== TASK DESCRIPTION ==
How many lines of the entries below contain the string "brown"? Reply with the number alone.

(Items for identifying locations)
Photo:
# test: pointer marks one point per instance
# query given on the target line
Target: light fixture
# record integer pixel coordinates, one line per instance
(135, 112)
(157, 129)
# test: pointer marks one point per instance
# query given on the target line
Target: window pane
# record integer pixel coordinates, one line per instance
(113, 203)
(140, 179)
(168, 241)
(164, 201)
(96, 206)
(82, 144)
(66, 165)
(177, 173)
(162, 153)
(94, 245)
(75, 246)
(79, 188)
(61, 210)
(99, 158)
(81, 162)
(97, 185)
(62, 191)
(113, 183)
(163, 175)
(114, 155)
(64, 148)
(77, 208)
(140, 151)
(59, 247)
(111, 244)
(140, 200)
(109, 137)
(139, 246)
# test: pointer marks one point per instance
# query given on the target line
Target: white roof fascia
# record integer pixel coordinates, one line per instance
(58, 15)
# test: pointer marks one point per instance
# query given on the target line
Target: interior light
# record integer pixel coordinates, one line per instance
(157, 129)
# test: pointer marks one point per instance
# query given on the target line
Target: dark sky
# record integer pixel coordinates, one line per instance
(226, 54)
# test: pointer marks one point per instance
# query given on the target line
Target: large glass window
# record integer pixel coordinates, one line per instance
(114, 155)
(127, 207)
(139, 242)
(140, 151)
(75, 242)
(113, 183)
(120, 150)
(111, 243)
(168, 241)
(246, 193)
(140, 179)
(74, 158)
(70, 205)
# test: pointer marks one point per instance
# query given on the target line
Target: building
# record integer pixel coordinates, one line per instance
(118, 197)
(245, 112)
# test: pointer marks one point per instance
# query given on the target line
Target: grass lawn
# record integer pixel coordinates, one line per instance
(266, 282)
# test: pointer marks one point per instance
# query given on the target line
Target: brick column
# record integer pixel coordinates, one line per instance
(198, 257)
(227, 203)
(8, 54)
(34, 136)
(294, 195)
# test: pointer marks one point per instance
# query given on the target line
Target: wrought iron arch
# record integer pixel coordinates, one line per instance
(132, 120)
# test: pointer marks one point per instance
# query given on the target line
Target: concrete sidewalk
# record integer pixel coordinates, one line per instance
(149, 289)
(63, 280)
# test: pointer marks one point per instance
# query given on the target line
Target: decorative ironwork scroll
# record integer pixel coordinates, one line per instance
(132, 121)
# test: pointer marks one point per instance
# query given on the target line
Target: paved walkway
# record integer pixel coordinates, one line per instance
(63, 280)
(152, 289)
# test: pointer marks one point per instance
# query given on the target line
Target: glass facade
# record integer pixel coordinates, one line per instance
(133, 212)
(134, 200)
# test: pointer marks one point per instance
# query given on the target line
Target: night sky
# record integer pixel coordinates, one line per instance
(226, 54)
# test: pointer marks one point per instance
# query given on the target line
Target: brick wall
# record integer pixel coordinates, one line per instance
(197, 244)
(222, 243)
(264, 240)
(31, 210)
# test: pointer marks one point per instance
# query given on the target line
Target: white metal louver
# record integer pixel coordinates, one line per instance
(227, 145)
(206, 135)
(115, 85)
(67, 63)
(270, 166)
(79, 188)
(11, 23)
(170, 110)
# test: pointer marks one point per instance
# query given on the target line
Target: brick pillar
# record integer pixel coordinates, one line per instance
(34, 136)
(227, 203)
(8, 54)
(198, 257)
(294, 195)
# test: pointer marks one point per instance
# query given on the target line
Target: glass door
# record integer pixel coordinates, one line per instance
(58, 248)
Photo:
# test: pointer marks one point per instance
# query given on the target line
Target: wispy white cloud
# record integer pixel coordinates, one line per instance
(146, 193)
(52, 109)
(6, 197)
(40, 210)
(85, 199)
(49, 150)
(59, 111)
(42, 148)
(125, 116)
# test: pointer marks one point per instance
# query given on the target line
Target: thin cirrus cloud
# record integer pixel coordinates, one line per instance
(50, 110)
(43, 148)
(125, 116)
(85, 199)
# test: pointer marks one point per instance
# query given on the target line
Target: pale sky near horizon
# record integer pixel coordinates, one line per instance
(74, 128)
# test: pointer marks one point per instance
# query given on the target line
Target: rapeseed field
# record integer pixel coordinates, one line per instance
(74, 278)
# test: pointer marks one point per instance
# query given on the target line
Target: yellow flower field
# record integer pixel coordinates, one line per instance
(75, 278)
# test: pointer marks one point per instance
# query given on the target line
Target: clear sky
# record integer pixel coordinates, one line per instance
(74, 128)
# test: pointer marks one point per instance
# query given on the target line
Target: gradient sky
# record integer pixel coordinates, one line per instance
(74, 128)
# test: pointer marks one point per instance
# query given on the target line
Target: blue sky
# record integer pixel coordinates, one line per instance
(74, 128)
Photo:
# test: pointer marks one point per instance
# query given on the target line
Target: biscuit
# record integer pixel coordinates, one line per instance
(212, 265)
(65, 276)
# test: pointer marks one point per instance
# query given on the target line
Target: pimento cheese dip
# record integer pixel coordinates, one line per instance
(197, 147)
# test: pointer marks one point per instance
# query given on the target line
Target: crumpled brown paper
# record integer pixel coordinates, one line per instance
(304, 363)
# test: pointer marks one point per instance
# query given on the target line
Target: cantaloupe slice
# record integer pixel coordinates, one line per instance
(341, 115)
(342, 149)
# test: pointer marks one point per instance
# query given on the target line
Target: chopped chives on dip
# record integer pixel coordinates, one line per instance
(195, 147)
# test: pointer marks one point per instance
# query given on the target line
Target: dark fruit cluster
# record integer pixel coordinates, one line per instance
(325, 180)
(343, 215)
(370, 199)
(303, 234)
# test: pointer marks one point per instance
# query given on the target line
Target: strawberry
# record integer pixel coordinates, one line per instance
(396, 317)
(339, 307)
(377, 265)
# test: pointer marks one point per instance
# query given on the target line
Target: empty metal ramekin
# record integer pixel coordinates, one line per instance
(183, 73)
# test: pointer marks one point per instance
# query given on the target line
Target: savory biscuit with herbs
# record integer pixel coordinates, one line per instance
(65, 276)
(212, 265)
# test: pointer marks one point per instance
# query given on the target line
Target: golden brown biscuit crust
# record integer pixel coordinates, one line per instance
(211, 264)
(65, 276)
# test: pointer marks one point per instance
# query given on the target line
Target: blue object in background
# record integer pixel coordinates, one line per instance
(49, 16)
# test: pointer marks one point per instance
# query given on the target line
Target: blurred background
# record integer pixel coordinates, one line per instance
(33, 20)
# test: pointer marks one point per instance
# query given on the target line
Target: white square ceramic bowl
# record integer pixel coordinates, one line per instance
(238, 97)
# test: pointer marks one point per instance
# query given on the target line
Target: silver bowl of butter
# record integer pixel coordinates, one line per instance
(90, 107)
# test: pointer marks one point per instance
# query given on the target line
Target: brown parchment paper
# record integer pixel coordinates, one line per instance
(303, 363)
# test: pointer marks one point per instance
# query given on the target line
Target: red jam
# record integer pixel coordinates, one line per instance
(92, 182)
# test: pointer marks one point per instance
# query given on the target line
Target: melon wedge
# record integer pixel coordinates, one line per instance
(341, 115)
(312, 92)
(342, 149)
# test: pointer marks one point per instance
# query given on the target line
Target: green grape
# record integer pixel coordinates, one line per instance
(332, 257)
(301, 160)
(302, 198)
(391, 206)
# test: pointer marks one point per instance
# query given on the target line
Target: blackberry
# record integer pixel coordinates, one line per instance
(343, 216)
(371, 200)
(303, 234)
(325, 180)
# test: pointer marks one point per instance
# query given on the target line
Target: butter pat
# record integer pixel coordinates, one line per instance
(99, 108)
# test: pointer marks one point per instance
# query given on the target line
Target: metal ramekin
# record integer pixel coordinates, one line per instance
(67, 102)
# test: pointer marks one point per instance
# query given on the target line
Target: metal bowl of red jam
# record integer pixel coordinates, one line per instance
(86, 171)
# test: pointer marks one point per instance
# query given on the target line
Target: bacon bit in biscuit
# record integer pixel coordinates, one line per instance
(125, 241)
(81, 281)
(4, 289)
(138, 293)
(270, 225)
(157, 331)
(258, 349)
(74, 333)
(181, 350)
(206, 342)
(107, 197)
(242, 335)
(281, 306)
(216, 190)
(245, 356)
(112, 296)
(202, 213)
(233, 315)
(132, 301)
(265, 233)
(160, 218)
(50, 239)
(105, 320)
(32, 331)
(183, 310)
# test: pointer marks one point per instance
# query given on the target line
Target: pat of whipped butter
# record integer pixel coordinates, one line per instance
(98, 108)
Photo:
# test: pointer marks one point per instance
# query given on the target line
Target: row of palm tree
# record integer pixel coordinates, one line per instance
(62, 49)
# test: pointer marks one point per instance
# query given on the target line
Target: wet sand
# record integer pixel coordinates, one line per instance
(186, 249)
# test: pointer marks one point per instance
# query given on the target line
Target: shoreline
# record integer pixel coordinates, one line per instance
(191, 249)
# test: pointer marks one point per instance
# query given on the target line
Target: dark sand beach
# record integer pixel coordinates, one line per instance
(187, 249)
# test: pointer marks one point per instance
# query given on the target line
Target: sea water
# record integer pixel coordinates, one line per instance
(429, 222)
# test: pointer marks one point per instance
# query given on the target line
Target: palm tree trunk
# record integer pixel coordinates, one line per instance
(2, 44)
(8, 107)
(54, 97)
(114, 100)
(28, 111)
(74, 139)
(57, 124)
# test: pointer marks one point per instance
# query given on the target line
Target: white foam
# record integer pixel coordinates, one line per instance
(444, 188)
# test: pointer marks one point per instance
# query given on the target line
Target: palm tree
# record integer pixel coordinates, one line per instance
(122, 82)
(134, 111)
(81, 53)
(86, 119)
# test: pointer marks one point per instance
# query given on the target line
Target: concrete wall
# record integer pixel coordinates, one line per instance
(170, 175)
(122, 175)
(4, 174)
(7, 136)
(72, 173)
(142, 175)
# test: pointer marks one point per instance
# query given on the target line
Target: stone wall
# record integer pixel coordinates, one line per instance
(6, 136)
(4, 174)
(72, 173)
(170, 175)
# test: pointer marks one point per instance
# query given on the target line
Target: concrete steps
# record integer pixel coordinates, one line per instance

== RESULT ==
3